**Excerpted text**:
Published On: February 12th, 2026

Read Time: 3 Minutes

When to Lock In and When to Let It Ride

Most homeowners treat the fixed versus variable mortgage decision like they’re trying to predict lottery numbers. They’re paralyzed, anxious, asking everyone for their opinion.

I’ve watched this play out with hundreds of clients over the past decade. The fear is real. The confusion is understandable.

But here’s what most people miss: this isn’t a prediction game.

Like most financial instruments, mortgage rates deviate from their long-term average based on economic volatility. But eventually, they trend back toward that mean line. When rates sit above the average, they’re likely to come down. When they’re below, they’re likely to move back up.

This principle—mean reversion—gives you a strategic framework instead of a gamble.

The Framework: Historical Averages as Your Anchor

From 2013 to 2023, the average mortgage rate in Canada was 3.13%, with the 2010s seeing an average 5-year fixed rate around 5.10%. That’s your baseline.

When rates climb significantly above 5%, you’re sitting above historical norms. Variable rates become a calculated bet on mean reversion, not speculation.

When I’m sitting across from a client and rates are at 5.8%, the conversation goes like this: rates are sitting above the average. It doesn’t feel like it in the moment. The fear is that things will keep climbing. But the last thing you want is to be caught in a high fixed rate, paying that exorbitant amount of interest for years. Variable gives you flexibility to return to the mean as the market corrects.

**Problem to solve**:
Answer these questions from the mortgage rate article:
(a) What was the average mortgage rate in Canada from 2013 to 2023?
(b) What principle does the article say offers a strategic framework instead of a gamble?
(c) At what rate does the author describe sitting across from a client?
The data below comes from a separate source.

**Extracted data**:
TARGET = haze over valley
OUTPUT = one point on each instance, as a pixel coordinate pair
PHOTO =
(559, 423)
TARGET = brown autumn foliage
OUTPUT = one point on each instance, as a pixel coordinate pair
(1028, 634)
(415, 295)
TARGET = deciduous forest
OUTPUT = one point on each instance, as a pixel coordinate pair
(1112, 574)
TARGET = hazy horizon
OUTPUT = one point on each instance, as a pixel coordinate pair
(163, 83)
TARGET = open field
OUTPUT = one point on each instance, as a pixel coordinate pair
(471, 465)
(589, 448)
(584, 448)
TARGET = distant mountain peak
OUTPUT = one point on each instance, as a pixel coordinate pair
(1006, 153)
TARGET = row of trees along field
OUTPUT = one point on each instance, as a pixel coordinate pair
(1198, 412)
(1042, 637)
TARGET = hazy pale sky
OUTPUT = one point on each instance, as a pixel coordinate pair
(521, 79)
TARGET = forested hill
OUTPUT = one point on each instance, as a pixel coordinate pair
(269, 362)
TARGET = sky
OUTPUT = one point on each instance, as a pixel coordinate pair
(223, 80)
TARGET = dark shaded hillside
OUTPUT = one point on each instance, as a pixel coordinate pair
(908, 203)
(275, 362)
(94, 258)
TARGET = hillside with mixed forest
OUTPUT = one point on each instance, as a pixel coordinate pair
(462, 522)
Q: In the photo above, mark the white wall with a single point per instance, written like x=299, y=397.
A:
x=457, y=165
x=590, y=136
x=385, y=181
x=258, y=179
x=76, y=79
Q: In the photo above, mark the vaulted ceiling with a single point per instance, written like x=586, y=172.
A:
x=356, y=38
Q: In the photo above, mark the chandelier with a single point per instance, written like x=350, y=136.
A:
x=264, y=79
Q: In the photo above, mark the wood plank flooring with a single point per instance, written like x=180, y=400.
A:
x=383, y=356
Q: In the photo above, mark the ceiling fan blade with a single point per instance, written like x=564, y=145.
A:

**The solution**:
(a) 3.13%
(b) Mean reversion
(c) 5.8%